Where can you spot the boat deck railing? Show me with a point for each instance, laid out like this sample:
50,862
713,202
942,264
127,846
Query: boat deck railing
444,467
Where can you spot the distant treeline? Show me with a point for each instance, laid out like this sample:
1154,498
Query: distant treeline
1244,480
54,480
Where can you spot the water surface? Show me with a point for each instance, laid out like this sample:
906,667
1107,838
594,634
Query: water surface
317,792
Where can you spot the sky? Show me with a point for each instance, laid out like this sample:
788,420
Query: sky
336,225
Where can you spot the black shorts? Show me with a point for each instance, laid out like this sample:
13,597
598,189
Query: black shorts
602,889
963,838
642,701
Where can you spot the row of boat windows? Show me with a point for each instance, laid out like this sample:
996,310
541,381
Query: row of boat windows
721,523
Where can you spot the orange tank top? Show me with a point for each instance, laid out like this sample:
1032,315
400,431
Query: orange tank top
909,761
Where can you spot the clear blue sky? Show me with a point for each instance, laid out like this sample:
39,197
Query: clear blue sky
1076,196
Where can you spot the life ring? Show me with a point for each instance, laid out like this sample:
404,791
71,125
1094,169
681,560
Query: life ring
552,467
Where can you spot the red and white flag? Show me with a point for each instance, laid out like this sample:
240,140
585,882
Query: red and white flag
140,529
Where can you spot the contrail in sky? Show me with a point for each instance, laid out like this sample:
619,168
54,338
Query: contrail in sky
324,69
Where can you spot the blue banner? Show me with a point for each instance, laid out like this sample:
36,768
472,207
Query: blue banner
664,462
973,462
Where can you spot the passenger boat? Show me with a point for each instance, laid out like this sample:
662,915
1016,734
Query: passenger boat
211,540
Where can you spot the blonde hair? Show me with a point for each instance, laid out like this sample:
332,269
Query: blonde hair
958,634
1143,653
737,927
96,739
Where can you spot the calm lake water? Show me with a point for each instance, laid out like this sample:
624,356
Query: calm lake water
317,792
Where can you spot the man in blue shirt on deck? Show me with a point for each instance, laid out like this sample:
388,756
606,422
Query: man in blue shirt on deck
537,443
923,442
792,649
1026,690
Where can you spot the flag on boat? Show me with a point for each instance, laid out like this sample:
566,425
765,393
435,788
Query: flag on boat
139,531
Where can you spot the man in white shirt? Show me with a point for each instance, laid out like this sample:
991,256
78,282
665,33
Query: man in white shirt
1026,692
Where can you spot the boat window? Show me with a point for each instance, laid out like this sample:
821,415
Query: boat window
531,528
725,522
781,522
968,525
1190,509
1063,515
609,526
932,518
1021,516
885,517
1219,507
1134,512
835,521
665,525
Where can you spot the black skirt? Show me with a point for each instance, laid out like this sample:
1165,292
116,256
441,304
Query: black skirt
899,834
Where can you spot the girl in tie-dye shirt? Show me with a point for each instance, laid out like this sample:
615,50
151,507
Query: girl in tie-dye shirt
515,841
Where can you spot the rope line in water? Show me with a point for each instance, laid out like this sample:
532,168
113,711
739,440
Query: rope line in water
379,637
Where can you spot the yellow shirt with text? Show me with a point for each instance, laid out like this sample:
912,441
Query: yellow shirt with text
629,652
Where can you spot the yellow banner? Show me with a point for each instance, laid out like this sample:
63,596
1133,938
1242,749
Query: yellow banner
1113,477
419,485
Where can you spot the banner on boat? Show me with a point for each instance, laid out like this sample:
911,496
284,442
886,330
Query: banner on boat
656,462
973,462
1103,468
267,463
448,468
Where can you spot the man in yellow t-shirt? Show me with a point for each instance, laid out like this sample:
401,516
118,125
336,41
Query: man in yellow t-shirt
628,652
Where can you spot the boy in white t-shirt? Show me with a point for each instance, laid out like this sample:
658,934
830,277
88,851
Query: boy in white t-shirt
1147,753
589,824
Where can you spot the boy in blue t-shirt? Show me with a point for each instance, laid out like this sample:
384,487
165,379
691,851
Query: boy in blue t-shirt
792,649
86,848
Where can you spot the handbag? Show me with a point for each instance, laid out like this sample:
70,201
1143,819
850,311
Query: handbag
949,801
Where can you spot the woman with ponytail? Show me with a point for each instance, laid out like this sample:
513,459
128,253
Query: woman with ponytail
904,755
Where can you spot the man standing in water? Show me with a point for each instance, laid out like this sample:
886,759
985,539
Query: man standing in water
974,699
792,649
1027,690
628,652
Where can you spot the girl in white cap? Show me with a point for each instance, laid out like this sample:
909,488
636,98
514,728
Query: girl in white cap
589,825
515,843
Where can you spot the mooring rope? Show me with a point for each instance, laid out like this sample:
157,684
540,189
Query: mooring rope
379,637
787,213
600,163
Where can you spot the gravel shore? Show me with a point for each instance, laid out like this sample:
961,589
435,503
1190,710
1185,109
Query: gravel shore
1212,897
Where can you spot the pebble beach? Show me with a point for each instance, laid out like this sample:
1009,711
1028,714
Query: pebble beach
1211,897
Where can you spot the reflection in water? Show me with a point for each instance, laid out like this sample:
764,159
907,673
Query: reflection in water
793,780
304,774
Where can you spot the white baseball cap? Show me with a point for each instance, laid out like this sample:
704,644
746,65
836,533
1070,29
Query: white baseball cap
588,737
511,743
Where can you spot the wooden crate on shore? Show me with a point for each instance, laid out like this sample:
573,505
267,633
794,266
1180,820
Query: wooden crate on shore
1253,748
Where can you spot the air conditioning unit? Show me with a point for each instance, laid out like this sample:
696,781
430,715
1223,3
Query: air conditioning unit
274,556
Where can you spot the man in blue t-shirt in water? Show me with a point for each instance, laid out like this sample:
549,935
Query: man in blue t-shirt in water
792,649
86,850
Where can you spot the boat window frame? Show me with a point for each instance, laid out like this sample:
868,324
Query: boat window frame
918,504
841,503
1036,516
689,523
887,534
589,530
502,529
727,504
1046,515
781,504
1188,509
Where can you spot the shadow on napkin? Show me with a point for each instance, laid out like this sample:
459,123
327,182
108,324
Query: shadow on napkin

● ● ● ● ●

## Job
Copy every record exactly as presented.

## Solved exercise
Where can you spot the boat deck railing? Show me with a point for each instance, laid out like this sample:
50,862
713,202
942,264
127,846
Query: boat deck railing
444,467
Where can you spot the distant treeline? Show me with a point for each instance, laid out like this sample:
1154,498
Query: distant treeline
1244,480
54,480
Where can you spot the water surface? Show me with a point for each instance, laid out like this sample:
906,667
1107,838
594,634
Query: water surface
317,792
Where can you spot the sky? Show me with a point for each instance, laid out like this sample:
788,420
Query: sky
336,225
Where can you spot the black shorts? Show me with a point for each instance, laid out like this sample:
13,597
598,189
Query: black shorts
602,889
963,838
642,701
Where can you spot the row of boat windows? Show me with a point for each instance, laid out like this sample:
996,310
541,381
Query: row of boat windows
721,523
Where can you spot the orange tank top? Show me with a point for each instance, laid out like this sample:
1032,315
400,431
Query: orange tank top
909,761
Where can you spot the clear blue sky? Show me with a point for each instance, laid out like this sample:
39,197
Query: clear blue sky
1076,196
Where can you spot the life ring? Show me with a point for each instance, laid out like this sample:
404,791
71,125
1094,169
681,560
Query: life ring
552,467
Where can you spot the red and white flag? Show me with a point for each instance, laid out like this sample:
240,140
585,882
Query: red and white flag
140,529
Where can you spot the contrail in sky? Show me with a point for each instance, laid out like this sample:
619,168
54,338
Query: contrail in sky
324,69
Where can you spot the blue banner? Show me with a point for each instance, laid out like this sample:
36,768
472,207
Query: blue banner
664,462
973,462
Where can you spot the passenger boat? Show me with a point for each instance, laid out like this sample:
662,915
1016,734
Query: passenger boat
211,540
Where can you spot the blonde hair? Show me with a point for each instance, laid out like this sample:
332,269
Query: blonde hair
958,634
1143,653
737,927
96,739
Where can you spot the calm lake water? Show me with a point for each instance, laid out like this sample:
624,356
Query: calm lake water
317,792
Where can you spot the man in blue shirt on deck? Show me with a point for each instance, laid out like this sample:
388,756
606,422
Query: man in blue shirt on deck
537,443
923,442
792,649
1026,690
Where can you spot the flag on boat? Show me with a point for each instance, laid out like this sample:
566,425
765,393
435,788
Query: flag on boat
139,531
Where can you spot the man in white shirt? Show me with a point for each instance, laid out like this sample:
991,256
78,282
665,33
Query: man in white shirt
1026,692
Where can you spot the boat window? Show me with a point for each instance, laid out like this sample:
821,415
Query: boat window
531,528
725,522
781,522
968,525
1190,509
1063,515
609,526
932,518
1021,516
885,517
1219,507
1134,512
835,521
665,525
Where can you spot the black skirt? Show me with a point for each instance, laid out like this sample:
1165,292
116,256
441,304
Query: black skirt
899,834
Where can you spot the girl in tie-dye shirt? Show me with a point for each instance, laid out like this sample:
615,50
151,507
Query: girl in tie-dye shirt
515,841
Where can you spot the rope line in water? Show me with a point for each instance, laid out like this sample:
532,168
113,711
739,440
Query: rope line in water
379,637
Where can you spot the yellow shirt with text? Show me with a point for each instance, laid out like this sample:
912,441
Query: yellow shirt with text
629,652
Where can you spot the yellow banner? Show me with a point for each instance, laid out like this sample:
63,596
1133,938
1242,749
Query: yellow banner
1113,477
419,485
Where can you spot the banner on boat? Show me with a point for each instance, laid out like this sample:
911,496
284,442
886,330
Query: banner on boat
656,462
973,462
1103,468
267,463
448,468
Where can you spot the man in yellow t-shirt? Show me with a point for each instance, laid out like this sample:
401,516
118,125
336,41
Query: man in yellow t-shirt
628,652
Where can you spot the boy in white t-shirt? Show me with a point for each instance, laid out like this sample:
658,934
830,277
88,851
Query: boy in white t-shirt
1147,753
589,824
Where can you spot the boy in blue t-shirt? Show me with a point for each instance, laid out like this sample:
384,487
165,379
691,851
Query: boy in blue t-shirt
792,649
86,848
Where can you spot the handbag? Show me with a point for each instance, laid out like this sample:
70,201
1143,819
850,311
Query: handbag
949,801
Where can you spot the woman with ponytail? Show me with a point for each instance, laid out like this sample:
513,459
128,253
Query: woman with ponytail
904,755
Where can you spot the man standing in water? Show me with a point for each instance, laid out like this sample:
886,759
985,539
Query: man standing in water
974,699
792,649
1027,690
628,652
Where can you spot the girl in white cap? Show me with a point for each instance, laid out like this sample:
909,488
636,98
514,728
Query: girl in white cap
589,825
515,843
Where can you spot the mooring rope? Show me with a point for each instance, laid out like this sample:
157,684
540,189
Query: mooring rope
379,637
787,213
600,163
Where can you spot the gravel shore? Show me with a point for each instance, laid out like this sample:
961,589
435,503
1190,710
1185,109
Query: gravel shore
1212,897
Where can you spot the pebble beach? Show me with a point for each instance, laid out like this sample:
1009,711
1028,714
Query: pebble beach
1211,897
Where can you spot the reflection in water? Show me with a point for each instance, laid out like this sample:
764,159
907,673
Query: reflection in water
793,780
304,774
Where can you spot the white baseball cap? Show me with a point for each instance, laid out like this sample:
704,644
746,65
836,533
1070,29
Query: white baseball cap
588,737
511,743
Where can you spot the wooden crate on shore? Show me with a point for each instance, laid out like this sample:
573,505
267,633
794,266
1180,820
Query: wooden crate on shore
1253,748
Where can you spot the air conditioning unit? Show me with a point for each instance, laid out like this sample:
696,781
430,715
1223,3
Query: air conditioning unit
274,556
Where can you spot the man in blue t-shirt in water? Show me with a point for each instance, laid out like this sample:
549,935
Query: man in blue t-shirt in water
792,649
86,850
Where can you spot the boat window frame? Show me with a point for each instance, laid out like this sample:
868,324
Query: boat window frame
918,504
841,503
1036,516
689,523
887,534
589,530
502,529
727,504
1046,515
781,504
1188,509
Where can you spot the shadow on napkin? Show me with a point for each instance, laid out like this sample:
459,123
327,182
108,324
Query: shadow on napkin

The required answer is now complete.